▶ _TEXT EXCERPT_:
--- begin ---

# Out of home access to DVR playlist from PC/Mac ....... FINISHED !!



## DTvSince96 (Sep 10, 2016)

Just been told be a DirecTv rep that they no longer support Out of Home access to your DVR playlist from a PC/Mac.

No problem from Phone/Tablet via the DirecTv App, but if you want to view your playlist or download your play list, to your laptop, you'll need to use the NOW UNSUPPORTED GenieGo app and hope it continues to work (NO GUARANTEES)

WTF DirecTv ?


----------



## inkahauts (Nov 13, 2006)

I'm not sure that's accurate info. They haven't even fired up the new system fully yet as far as I know...


----------



## DTvSince96 (Sep 10, 2016)

Just the messenger here. I asked what application needs to be downloaded to view my DVR playlist on my laptop and after much 'uummm, arrrrrr', the rep quoted me a release dated yesterday !?

I re-downloaded the GenieGo app and it does still work on my laptop (after having removed the GenieGo from my setup) and it does still work, LOCALLY. Will try it later via my phone hot spot so I can confirm it still works 'Out of Home'.


----------



## dod1450 (Dec 16, 2009)

I am using geniego version 2.4.2.17 application on my windows 10 laptop with the new genigo software on my hr44. It is working except I do not see my hr34 dvr like I did with the old revision with 3 blue led external box.


----------



## trh (Nov 3, 2007)

dod1450 said:


> I am using geniego version 2.4.2.17 application on my windows 10 laptop with the new genigo software on my hr44. It is working except I do not see my hr34 dvr like I did with the old revision with 3 blue led external box.


Huh?


----------



## compnurd (Apr 23, 2007)

inkahauts said:


> I'm not sure that's accurate info. They haven't even fired up the new system fully yet as far as I know...


This all went live as of 9/8


----------



## inkahauts (Nov 13, 2006)

I personally have a feeling that we will see a web interface for mobile DVR and full control of our DVRs sometime soon. 

As for live in the 8th thanks. Thought it was next week. And I wouldn't be surprised if their are hiccups till then at least anyway getting all the servers working right etc.


----------



## Jasqid (Oct 26, 2008)

the entire experience on PC is horrible. It baffles my mind why they don't have a universal windows app now. One that has the same functionality as ipad or a droid device.


----------



## inkahauts (Nov 13, 2006)

Jasqid said:


> the entire experience on PC is horrible. It baffles my mind why they don't have a universal windows app now. One that has the same functionality as ipad or a droid device.


If I where then I'd never do a desktop app. I'd do a web interface.


----------

--- end ---

▶ _INFORMATION PROVIDED_:
--- begin ---

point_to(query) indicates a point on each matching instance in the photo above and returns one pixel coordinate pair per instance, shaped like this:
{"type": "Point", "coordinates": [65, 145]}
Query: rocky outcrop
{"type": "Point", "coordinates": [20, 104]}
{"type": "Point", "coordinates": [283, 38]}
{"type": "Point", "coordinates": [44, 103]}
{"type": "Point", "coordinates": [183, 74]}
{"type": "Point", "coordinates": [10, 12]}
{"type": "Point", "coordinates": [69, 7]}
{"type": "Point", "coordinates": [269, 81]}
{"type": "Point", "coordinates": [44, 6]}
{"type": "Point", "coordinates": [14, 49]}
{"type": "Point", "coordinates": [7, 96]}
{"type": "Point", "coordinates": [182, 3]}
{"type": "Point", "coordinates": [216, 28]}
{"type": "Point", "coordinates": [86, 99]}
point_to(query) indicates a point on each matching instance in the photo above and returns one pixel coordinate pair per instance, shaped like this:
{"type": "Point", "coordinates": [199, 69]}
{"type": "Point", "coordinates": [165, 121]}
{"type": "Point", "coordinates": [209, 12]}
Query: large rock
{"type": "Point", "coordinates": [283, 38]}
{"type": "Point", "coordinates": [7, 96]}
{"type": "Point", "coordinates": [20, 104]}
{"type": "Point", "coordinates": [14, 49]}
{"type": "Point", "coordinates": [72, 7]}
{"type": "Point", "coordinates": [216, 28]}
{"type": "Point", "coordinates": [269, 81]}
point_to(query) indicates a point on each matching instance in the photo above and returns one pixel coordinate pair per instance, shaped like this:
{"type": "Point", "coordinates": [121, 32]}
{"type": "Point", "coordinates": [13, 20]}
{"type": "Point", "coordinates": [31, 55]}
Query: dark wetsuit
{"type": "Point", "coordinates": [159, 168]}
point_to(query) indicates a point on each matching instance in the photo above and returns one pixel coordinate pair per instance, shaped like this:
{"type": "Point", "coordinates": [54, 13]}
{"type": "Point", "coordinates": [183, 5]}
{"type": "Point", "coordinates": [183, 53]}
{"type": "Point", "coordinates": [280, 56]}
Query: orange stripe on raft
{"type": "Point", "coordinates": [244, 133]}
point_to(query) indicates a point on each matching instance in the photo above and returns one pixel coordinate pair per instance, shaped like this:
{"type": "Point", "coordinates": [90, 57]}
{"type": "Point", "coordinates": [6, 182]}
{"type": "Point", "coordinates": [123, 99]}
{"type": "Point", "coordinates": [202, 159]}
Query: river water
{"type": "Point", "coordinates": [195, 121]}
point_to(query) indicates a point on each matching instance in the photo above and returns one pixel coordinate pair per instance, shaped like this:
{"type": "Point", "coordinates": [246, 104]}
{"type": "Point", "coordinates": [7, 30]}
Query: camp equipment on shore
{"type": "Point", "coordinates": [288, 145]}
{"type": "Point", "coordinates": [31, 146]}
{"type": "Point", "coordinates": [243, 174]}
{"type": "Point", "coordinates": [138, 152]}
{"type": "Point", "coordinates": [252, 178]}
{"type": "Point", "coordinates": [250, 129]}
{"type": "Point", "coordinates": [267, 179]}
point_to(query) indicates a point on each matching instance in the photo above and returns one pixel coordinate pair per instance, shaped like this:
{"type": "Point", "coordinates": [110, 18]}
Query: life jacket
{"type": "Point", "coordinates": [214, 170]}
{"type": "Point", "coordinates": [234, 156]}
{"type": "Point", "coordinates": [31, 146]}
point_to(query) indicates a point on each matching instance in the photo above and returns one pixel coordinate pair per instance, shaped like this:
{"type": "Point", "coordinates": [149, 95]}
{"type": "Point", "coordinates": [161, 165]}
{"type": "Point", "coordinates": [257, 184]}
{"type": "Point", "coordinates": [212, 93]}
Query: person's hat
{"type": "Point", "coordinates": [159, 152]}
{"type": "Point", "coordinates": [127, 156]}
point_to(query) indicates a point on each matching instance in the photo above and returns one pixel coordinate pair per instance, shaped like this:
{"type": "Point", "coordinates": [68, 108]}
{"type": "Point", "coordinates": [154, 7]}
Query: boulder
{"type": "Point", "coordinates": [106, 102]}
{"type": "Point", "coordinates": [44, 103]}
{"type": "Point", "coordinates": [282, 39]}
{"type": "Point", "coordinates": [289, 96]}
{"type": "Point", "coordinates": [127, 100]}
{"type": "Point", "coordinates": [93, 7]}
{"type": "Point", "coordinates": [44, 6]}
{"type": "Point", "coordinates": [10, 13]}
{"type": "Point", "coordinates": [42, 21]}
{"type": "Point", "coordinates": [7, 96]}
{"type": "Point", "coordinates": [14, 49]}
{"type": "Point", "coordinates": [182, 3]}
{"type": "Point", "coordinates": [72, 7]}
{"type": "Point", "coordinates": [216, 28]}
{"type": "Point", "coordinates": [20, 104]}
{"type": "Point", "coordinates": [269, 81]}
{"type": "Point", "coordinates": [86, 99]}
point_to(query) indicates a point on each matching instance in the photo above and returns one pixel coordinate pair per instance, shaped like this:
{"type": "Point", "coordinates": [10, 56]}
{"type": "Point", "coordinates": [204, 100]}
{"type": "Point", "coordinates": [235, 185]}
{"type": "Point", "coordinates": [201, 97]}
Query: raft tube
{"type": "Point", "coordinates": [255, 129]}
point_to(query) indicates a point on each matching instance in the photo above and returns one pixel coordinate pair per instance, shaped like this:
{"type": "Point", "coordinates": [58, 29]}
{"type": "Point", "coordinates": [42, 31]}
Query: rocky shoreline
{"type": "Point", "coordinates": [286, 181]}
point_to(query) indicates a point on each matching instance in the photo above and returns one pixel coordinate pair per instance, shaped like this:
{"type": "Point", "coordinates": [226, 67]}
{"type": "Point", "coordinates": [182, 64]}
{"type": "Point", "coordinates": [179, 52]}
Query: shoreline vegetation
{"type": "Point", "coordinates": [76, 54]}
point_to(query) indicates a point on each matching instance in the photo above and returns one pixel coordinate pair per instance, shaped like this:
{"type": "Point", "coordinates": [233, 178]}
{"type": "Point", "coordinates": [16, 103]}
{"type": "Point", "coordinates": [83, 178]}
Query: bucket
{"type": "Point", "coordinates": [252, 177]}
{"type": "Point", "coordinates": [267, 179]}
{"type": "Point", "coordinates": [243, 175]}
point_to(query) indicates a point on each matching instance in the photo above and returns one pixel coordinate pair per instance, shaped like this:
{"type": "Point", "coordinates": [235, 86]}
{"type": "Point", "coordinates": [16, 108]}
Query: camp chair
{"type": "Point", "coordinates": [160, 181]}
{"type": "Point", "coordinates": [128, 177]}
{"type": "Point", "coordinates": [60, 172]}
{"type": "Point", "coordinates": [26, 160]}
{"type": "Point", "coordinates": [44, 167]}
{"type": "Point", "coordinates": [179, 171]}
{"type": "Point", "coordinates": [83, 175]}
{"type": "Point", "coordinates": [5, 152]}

--- end ---

▶ _DIRECTIONS_:
Answer each question from the forum thread on DVR playlist access:
(a) Which GenieGo application version does dod1450 report using?
(b) On what date does compnurd say the change went live?
(c) What does inkahauts say he would build instead of a desktop app?
The lines are drawn from a source unrelated to the text.

▶ _EXERCISE RESPONSE_:
(a) Version 2.4.2.17
(b) 9/8
(c) A web interface